WRITTEN REQUEST
Restate all of the entries exactly, dropping any pictures they hold.

Items listed in a dataset
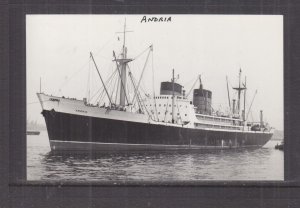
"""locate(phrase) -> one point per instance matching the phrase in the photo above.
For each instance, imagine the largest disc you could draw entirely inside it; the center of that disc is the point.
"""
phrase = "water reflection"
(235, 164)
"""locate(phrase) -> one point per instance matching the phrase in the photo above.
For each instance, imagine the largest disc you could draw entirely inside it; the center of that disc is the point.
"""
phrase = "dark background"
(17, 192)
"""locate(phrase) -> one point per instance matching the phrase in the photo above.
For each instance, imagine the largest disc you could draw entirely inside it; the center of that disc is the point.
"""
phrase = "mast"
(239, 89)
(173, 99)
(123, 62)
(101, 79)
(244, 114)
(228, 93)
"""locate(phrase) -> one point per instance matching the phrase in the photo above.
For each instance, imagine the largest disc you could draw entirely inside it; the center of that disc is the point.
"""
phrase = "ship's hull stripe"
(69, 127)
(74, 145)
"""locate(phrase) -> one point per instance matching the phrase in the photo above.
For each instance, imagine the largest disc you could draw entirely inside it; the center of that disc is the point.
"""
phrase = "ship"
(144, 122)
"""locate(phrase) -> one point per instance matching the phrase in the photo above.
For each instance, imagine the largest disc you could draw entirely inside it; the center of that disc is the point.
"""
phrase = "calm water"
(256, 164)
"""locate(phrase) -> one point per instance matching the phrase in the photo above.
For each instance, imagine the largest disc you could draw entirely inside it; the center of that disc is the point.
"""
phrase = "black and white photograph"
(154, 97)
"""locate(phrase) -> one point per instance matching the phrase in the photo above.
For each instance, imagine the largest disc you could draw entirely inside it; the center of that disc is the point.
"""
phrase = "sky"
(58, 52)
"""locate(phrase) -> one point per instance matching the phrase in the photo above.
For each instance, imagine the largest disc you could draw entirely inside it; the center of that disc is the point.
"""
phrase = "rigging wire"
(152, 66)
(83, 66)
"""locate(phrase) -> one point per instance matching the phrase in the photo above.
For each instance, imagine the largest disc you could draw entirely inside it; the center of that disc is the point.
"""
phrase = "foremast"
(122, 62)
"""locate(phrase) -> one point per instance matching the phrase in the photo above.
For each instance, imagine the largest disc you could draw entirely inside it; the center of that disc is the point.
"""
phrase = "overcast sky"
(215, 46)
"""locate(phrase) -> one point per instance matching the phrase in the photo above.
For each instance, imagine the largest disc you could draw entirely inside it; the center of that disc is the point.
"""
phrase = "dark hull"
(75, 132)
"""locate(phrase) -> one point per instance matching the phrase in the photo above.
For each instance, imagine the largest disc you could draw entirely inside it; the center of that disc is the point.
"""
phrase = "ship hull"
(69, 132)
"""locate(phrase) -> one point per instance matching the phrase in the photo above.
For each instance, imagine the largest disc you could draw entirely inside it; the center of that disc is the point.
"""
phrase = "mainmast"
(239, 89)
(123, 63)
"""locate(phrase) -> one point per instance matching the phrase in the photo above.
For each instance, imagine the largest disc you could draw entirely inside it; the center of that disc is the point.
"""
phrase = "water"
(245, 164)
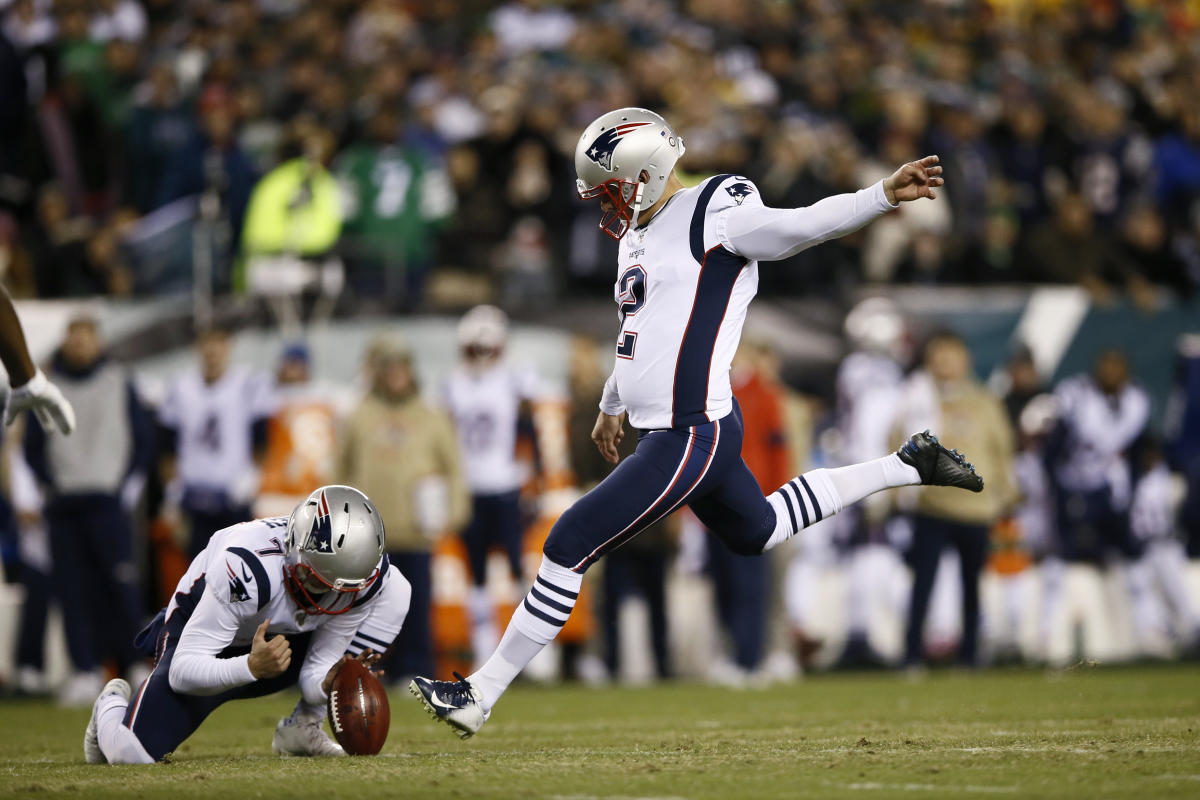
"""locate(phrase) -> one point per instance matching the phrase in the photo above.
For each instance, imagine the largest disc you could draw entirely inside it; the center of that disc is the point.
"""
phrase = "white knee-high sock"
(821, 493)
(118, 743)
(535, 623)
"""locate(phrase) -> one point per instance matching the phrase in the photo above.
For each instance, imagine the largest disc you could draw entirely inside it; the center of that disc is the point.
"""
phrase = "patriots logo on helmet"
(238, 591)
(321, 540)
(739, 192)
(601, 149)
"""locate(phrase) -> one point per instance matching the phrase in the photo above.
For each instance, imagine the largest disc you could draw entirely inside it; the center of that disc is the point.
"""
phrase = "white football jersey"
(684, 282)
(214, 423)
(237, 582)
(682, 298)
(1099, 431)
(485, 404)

OUTPUT
"""locate(phrase) -> one point per instance matching the phrase in the photo above.
For each instance, imagine the largest disc you could draw entirely inside it; the center of that disc is the point.
"""
phrase = "water reflection"
(235, 164)
"""locate(phrase) -> one point per instance matching the phrase in the photo above.
For each instance, imagine the largest disc you could draw entirely inside it; the center of that disc is the point.
"""
phrase = "dark background"
(17, 192)
"""locate(phrase) -> one point per instance matching the phrase in the photo above.
For each instance, imagine the largest disc you could draw entirely inside it; the center of that disc is the point.
"""
phrase = "mast"
(239, 89)
(173, 99)
(123, 62)
(101, 79)
(244, 114)
(228, 93)
"""locate(phrase) -> one point per instance matching the phrase in the photo above.
For each instance, imagine the largest disc you could draw entirely inside it; the center of that disc is the point.
"""
phrase = "ship's hull stripe"
(69, 127)
(74, 145)
"""locate(phrase) -> one point per instance matching the phrase in the photo above.
For each instance, imagine the largest disc you could draw entirely inside it; the center of that disc is the point.
"""
phrase = "ship"
(144, 122)
"""locate(phrase) -> one point per instance matching the phrase in the photo above.
For each instance, imagine the largest disc you could draw entirely inside it; the center of that disc is the point.
"""
phrase = "calm water"
(256, 164)
"""locate(phrase) -> one point per instance matching the phrase in the photo above.
For each instance, imagine the largest disc you could draw entirely inside it; the center of that disc is the point.
"""
phrase = "black and white photograph"
(154, 97)
"""locate(phrase) -> one point per instance matching the phrase in the photo above.
For each instance, imagine the largest disc you could draw entirely inside it; the center of that disc is the point.
"""
phrase = "sky"
(58, 52)
"""locate(phrase) -> one point per instance matching the phrase in the photo above.
For each instance, imagine the largest disc you could draw entirely inside it; the center of that disc is the point.
"""
phrase = "rigging wire"
(152, 66)
(83, 66)
"""locate(phrase) -> one point per instance matching the phrase in the photo above.
For each instance, imagine the largest disc you could draw entirely inside it; the center of that disc is the point.
"""
phrase = "foremast"
(122, 62)
"""locate(phrase) -> one point per instance matching the phrase in the photo above.
For each instance, imagine the largest disc you could draw entirely inside it; the center of that disc is the point.
"""
phrase = "overcast sky"
(215, 46)
"""locate(phrase) -> one point per instance matching the phrase in the photo above.
For each instance, imagine the largest disc you could draw entirely inside it; the center of that disc is the point.
"""
phrase = "dark hull"
(75, 132)
"""locate(phrase) -> one point per instance matching the phrase in the photo above.
For each instance, imagine the largest disc you could draw entirely inside it; the center of that disc is the point.
"""
phrase = "ship hull"
(69, 132)
"""locate(phrase) -> one point per instance matching the phrase in the photo above.
For each instance, imagine the largest disc you could draw entirely inside it; the center of that disc is the point.
"""
phrase = "mainmast"
(239, 89)
(123, 63)
"""locate(phrase) -> one point per instance matching the phrase in the photo above.
For each instance, imagine the largest disc you could draw entirely inside it; the center of that disc is the point.
"""
phrase = "water"
(245, 164)
"""locate(phrase) -> one point per instance matching the phrase in the photo above.
For each instance, imagine the largest disc you could draw entirely inside it; the center of that disc is the point.
"""
phrase = "white knee-high sock"
(821, 493)
(118, 743)
(535, 623)
"""locate(phrase) -> one point per instance matching the phrase in the photo above.
For each instance, imagine the largest disc you could draw entirely inside it; the center of that disc is the point.
"""
phrase = "patriots logo on helmet"
(238, 591)
(321, 540)
(739, 192)
(601, 149)
"""locate(phrase) -> one point per instance matching the phrase in the photo above.
For each instance, imagine the largest disc you could draw entirely inside it; the center of that disc is the point.
"""
phrase = "white football jersey"
(684, 282)
(214, 423)
(237, 582)
(682, 298)
(1099, 431)
(485, 404)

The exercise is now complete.